Task description:
Copy the following data line for line, changing nothing.

#####

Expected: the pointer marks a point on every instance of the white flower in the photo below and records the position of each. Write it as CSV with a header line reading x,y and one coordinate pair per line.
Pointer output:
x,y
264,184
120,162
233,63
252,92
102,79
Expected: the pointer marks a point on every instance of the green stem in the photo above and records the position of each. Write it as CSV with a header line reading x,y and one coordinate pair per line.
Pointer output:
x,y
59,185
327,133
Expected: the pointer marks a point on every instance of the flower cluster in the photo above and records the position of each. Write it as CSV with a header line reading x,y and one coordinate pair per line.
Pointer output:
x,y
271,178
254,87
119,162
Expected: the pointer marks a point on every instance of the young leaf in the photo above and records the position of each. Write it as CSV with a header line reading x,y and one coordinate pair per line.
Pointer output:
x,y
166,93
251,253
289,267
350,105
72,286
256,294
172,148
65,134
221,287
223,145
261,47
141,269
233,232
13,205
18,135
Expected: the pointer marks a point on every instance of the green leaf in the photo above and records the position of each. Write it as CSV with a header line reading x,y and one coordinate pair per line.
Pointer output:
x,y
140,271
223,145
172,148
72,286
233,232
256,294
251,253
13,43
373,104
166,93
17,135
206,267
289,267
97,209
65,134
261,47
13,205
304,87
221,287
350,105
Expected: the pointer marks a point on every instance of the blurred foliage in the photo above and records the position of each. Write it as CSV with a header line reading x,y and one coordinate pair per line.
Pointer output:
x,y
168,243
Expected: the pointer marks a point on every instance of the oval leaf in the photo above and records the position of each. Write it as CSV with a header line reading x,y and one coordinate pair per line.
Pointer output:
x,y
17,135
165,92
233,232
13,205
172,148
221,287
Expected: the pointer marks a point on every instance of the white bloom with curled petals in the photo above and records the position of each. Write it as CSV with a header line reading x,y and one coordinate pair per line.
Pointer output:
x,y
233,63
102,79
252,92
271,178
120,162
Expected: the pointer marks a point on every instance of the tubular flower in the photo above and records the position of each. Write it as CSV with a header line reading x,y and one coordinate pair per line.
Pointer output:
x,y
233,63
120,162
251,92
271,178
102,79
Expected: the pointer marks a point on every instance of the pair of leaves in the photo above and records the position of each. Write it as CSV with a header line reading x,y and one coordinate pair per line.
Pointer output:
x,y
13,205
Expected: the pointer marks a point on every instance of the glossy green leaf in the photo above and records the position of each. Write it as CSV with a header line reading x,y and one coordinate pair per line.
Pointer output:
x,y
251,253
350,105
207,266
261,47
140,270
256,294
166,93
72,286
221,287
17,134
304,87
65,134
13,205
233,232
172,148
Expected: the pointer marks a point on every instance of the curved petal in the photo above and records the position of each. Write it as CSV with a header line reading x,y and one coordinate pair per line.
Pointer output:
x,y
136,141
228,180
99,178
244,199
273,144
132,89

#####

In response:
Expected: the pointer marks a point on every instance of the white flower in the photo below and records the position of each. Write it as CSV with a header line reading x,y and one coordinate pair per line.
Pointer output:
x,y
264,184
120,162
233,63
252,92
102,79
Expected: the pointer marks a point on every instance of the green stem in the photo above and records the position of each. Write it as CSV with a header line reading x,y and one coordinate pair per line.
Pointer output:
x,y
59,185
327,133
Expected: the pointer marks a point on every instance of the flower cluster in the photo above and records the position of each. Write it as CSV with a header line reading x,y and one coordinate pair per line.
Pointer output:
x,y
271,178
254,87
119,162
Expected: the pointer marks a point on every instance of the young leaf in the photo above and records the position of each. Write it as CSV with a header line reading x,y and one coordinate pair per line.
Pointer output:
x,y
166,93
251,253
289,267
350,105
72,286
256,294
172,148
65,134
221,287
223,145
261,47
141,269
233,232
13,205
18,135
Expected: the pointer marks a point on every instance of the green leaf in the photo above and records the position of each. Write it as CSV with a header line reading x,y and one coordinate pair per line.
Pointer output:
x,y
140,271
223,145
172,148
72,286
233,232
256,294
251,253
13,43
373,104
166,93
17,135
206,267
289,267
97,209
65,134
261,47
13,205
304,87
221,287
350,105
Expected: the pointer marks a point on every instance of the blurred foliage in the photo above and records the position of each. Write it as CSV with a header line reading x,y and one coordinate pair per line.
Pointer output:
x,y
168,243
Expected: the pointer marks a point on every instance of the oval leaf in the photo above and records the position of each. Write it as CSV with a header line reading x,y and one coordinate pair per line.
Pointer output:
x,y
17,135
165,92
233,232
13,205
172,148
221,287
Expected: the pointer marks a point on every instance of the white bloom with curled petals in the photo above and records the position of each. Write it as CSV with a header line reading x,y and one coordinate pair per line.
Pointer output:
x,y
233,63
102,79
252,92
271,178
120,162
Expected: the pointer marks a point on every instance of the tubular flower in the photo above and records the position of each. Write it as CSV with a header line reading x,y and one coordinate pair per line.
Pointer output:
x,y
233,63
120,162
251,92
271,178
102,79
Expected: the pointer marks a point on every instance of the pair of leaves in the photo above and records the position of each. Write it as CSV with a header line reading x,y and one coordinate pair per line.
Pointer output:
x,y
13,205
Expected: the pointer marks a point on every instance of the glossy green leaf in the photo above and records the position of each. Write it as CSV with a header line reading x,y and one coordinate pair per line.
Pointer output:
x,y
251,253
350,105
207,266
261,47
140,270
256,294
166,93
72,286
221,287
17,134
304,87
65,134
13,205
233,232
172,148
Expected: the pointer marks a point on every instance of the curved petal in the photo above and records the position of each. Write it as CSV with a header line reading x,y and one coordinate pair per line.
Pointer output:
x,y
136,141
228,180
99,178
244,199
273,144
132,89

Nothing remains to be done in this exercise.